----- TEXTO DEL EJERCICIO -----

Defiende además la tesis de que la salud se mantiene esencialmente por un sano régimen alimenticio, y se detiene a explicar con riqueza y profundidad las características de centenares de plantas medicinales y nutritivas.
Ni siquiera las piedras rehuyen su análisis, que las ve como excelentes elementos canalizadores de la energía humana.
Y como si fuera poco este vasto conocimiento empleado generosamente en el cuidado de la comunidad y de todos los necesitados que acudían al monasterio, santa Hildegarda fue también una notable compositora musical. Dotada con una singular prolijidad, una hermosa voz y originalidad, compuso alrededor de setenta sinfonías según los estilos de su tiempo. Esto es lo que afirma sobre la música:
“Recordemos que, con el pecado, Adán perdió su inocencia y, en consecuencia, perdió también la voz que antes poseía, semejante a la de los ángeles del Cielo. Habiendo perdido esa capacidad de alabar a Dios, los profetas, inspirados por el Espíritu Santo, inventaron los salmos y los cantos para incitar a los hombres a dirigirse hacia esta dulce rememoración de la alabanza que gozaba Adán en el Paraíso. También los instrumentos musicales, por la emisión de múltiples sonidos, pueden instruir espiritualmente a los hombres.”

----- LOS DATOS -----

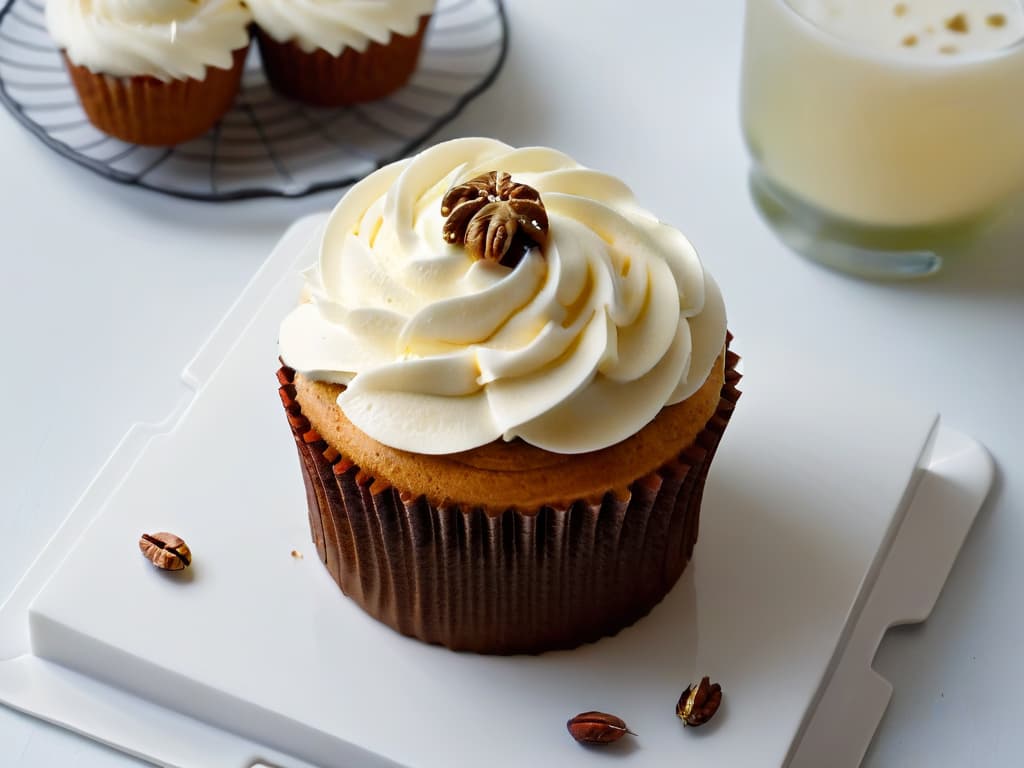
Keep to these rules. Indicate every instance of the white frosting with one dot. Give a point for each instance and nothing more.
(336, 25)
(574, 349)
(166, 39)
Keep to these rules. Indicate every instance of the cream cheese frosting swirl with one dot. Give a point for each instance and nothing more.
(576, 348)
(336, 25)
(165, 39)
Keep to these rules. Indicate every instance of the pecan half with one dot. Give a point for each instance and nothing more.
(495, 218)
(699, 702)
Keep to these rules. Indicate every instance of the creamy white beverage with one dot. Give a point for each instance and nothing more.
(888, 114)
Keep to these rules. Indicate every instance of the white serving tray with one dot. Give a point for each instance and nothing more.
(830, 513)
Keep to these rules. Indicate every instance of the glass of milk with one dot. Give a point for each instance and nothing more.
(882, 131)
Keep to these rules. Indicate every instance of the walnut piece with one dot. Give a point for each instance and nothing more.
(495, 218)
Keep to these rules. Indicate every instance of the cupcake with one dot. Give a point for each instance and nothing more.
(153, 72)
(506, 384)
(337, 52)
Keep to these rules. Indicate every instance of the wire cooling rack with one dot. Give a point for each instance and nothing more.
(266, 145)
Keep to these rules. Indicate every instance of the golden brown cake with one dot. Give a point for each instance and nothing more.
(340, 52)
(153, 73)
(496, 423)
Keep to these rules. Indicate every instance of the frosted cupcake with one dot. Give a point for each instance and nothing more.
(336, 52)
(153, 72)
(506, 387)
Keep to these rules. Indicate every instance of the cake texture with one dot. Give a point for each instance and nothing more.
(506, 383)
(338, 52)
(153, 73)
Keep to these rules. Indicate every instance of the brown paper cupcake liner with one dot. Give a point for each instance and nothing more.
(147, 111)
(519, 582)
(324, 80)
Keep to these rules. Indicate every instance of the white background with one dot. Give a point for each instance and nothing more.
(108, 291)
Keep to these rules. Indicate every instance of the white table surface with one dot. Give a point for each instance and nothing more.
(107, 291)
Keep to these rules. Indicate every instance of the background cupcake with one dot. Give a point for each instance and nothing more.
(153, 72)
(506, 390)
(335, 52)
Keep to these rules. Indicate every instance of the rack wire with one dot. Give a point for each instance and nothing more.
(266, 145)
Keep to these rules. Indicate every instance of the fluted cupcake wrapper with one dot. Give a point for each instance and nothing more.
(322, 79)
(519, 582)
(154, 113)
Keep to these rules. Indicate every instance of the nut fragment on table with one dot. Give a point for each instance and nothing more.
(165, 550)
(699, 702)
(597, 728)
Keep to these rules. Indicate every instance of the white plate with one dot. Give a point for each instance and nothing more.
(818, 530)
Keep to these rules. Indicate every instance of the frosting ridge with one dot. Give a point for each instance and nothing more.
(336, 25)
(576, 348)
(165, 39)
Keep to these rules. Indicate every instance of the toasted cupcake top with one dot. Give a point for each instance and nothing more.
(165, 39)
(477, 292)
(336, 25)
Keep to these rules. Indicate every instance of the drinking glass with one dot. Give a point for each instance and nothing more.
(883, 132)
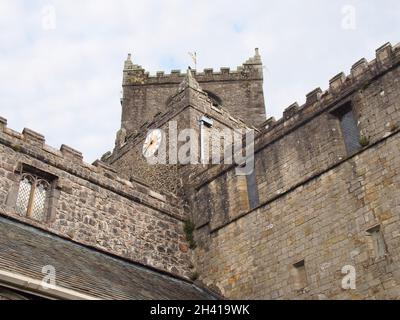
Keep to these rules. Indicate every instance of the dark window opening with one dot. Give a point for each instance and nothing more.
(215, 100)
(299, 275)
(349, 128)
(252, 190)
(34, 192)
(378, 242)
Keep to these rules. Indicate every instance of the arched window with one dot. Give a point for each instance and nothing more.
(216, 101)
(32, 196)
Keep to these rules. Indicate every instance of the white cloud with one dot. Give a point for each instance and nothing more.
(66, 83)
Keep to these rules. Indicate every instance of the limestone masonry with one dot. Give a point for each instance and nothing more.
(319, 218)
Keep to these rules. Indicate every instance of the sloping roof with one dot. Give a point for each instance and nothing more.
(25, 250)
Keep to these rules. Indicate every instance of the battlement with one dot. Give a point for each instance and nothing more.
(362, 72)
(342, 88)
(67, 159)
(137, 75)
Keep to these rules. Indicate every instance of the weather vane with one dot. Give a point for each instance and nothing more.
(193, 55)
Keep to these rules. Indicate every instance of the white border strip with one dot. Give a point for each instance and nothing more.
(18, 281)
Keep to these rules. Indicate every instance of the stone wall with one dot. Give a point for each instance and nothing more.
(241, 92)
(93, 206)
(184, 112)
(317, 202)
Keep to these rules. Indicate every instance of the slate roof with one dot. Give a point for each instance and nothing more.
(25, 250)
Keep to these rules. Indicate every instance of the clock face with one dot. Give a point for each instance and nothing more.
(152, 143)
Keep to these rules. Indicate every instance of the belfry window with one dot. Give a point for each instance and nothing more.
(215, 100)
(33, 194)
(252, 190)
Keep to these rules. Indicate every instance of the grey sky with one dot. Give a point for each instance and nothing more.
(64, 79)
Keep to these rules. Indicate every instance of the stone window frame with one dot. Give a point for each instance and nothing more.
(52, 198)
(337, 114)
(299, 276)
(377, 245)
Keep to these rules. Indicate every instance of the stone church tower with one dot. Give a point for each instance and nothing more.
(317, 218)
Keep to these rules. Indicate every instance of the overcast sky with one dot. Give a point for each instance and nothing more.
(61, 61)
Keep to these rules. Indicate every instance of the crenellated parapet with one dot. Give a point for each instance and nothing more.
(66, 159)
(249, 70)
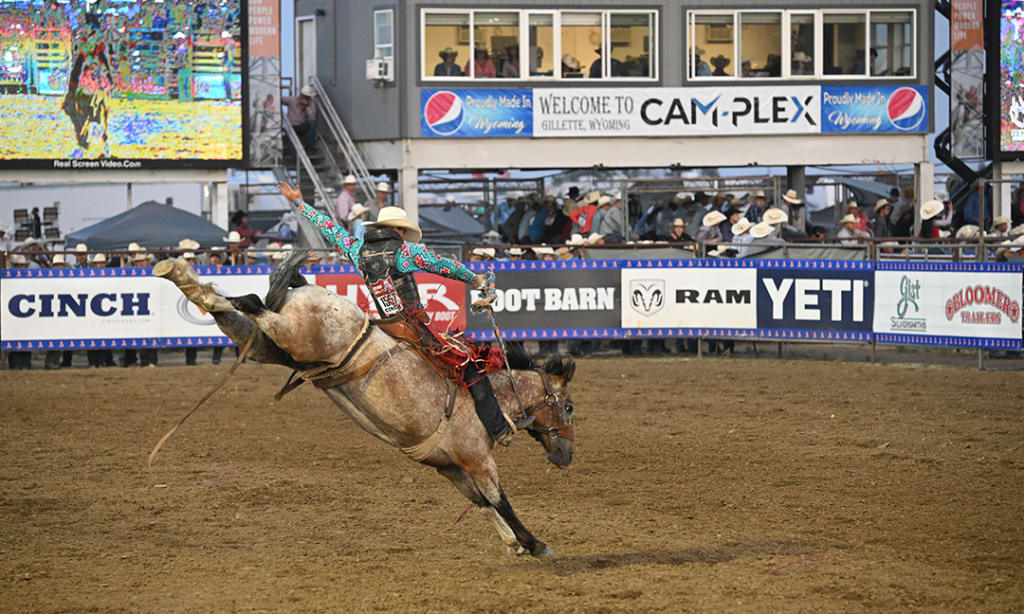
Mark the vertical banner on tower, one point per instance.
(264, 83)
(967, 45)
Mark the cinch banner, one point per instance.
(875, 108)
(941, 304)
(675, 112)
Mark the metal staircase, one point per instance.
(318, 173)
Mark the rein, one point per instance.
(551, 402)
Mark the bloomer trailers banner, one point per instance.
(948, 304)
(672, 112)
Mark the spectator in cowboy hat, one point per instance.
(346, 200)
(302, 117)
(448, 68)
(481, 255)
(679, 231)
(356, 220)
(849, 233)
(882, 227)
(515, 253)
(757, 208)
(710, 226)
(1000, 226)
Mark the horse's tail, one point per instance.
(284, 277)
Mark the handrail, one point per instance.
(352, 156)
(300, 155)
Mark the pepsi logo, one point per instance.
(443, 113)
(906, 108)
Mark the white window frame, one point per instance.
(787, 48)
(377, 45)
(654, 48)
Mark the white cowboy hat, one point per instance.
(741, 226)
(713, 218)
(394, 217)
(761, 229)
(931, 209)
(775, 216)
(356, 211)
(968, 231)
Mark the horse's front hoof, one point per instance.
(542, 551)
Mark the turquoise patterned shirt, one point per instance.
(412, 257)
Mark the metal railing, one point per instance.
(353, 157)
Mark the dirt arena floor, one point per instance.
(706, 486)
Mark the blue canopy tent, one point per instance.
(151, 224)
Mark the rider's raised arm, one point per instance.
(416, 257)
(335, 234)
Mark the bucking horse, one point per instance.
(388, 389)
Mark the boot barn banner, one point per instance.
(673, 112)
(842, 301)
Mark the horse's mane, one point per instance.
(520, 359)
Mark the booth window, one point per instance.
(713, 46)
(892, 43)
(870, 44)
(445, 44)
(801, 44)
(557, 44)
(760, 45)
(542, 45)
(384, 33)
(629, 36)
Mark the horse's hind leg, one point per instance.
(485, 479)
(468, 488)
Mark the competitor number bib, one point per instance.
(387, 297)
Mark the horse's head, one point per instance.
(552, 425)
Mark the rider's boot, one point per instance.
(489, 411)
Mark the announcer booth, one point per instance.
(534, 85)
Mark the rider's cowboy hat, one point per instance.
(775, 216)
(713, 218)
(931, 209)
(356, 211)
(741, 226)
(761, 229)
(394, 217)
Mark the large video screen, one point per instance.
(1011, 128)
(121, 84)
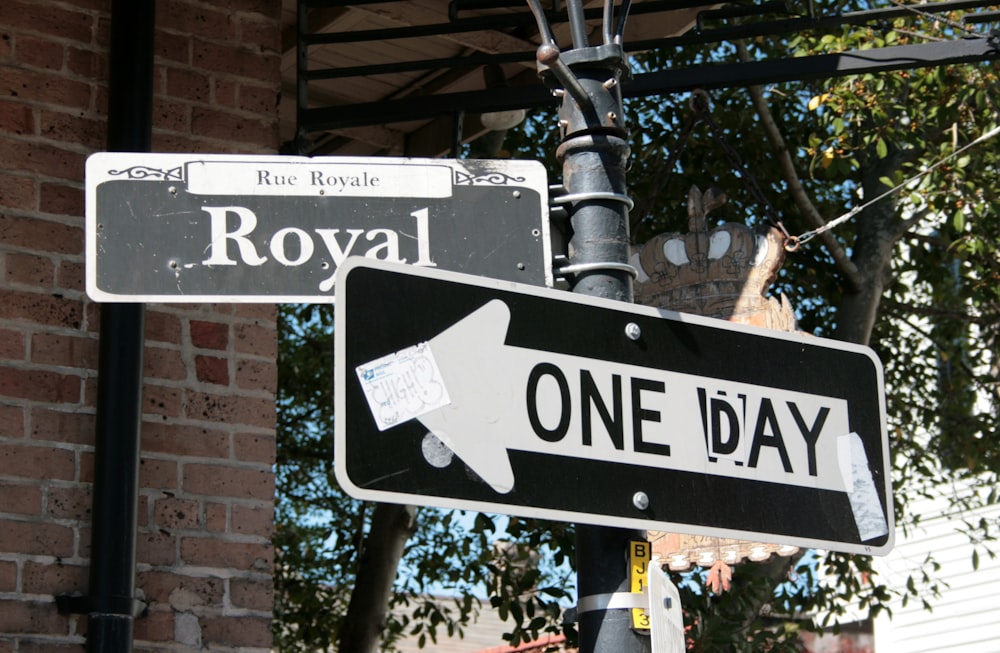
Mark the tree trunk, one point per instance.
(392, 525)
(878, 231)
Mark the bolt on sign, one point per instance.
(183, 227)
(488, 395)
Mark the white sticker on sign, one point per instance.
(861, 490)
(403, 385)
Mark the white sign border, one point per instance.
(340, 408)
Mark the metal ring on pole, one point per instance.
(596, 195)
(613, 601)
(579, 268)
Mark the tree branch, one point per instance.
(843, 262)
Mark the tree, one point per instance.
(915, 274)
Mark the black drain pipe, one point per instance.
(112, 606)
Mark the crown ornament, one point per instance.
(724, 272)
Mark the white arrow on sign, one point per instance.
(483, 398)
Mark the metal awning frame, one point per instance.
(816, 67)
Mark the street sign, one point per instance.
(471, 393)
(212, 228)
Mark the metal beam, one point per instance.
(853, 62)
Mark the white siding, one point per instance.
(966, 616)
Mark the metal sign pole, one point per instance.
(594, 153)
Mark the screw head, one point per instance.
(640, 500)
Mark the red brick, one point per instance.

-----

■ TAREAS OBLIGATORIAS:
**A.** Reproduce el fragmento del texto sobre santa Hildegarda que va desde "Defiende además la" hasta "medicinales y nutritivas.", ambos incluidos.
**B.** Resume en forma de lista el párrafo del texto sobre santa Hildegarda que empieza con "Y como si fuera poco", conservando sus datos principales.

■ RESULTADOS POR TAREA:
**A.**
Defiende además la tesis de que la salud se mantiene esencialmente por un sano régimen alimenticio, y se detiene a explicar con riqueza y profundidad las características de centenares de plantas medicinales y nutritivas.

**B.**
- Santa Hildegarda empleó generosamente su vasto conocimiento en el cuidado de la comunidad y de los necesitados que acudían al monasterio.
- Fue también una notable compositora musical.
- Tenía una singular prolijidad, una hermosa voz y originalidad.
- Compuso alrededor de setenta sinfonías según los estilos de su tiempo.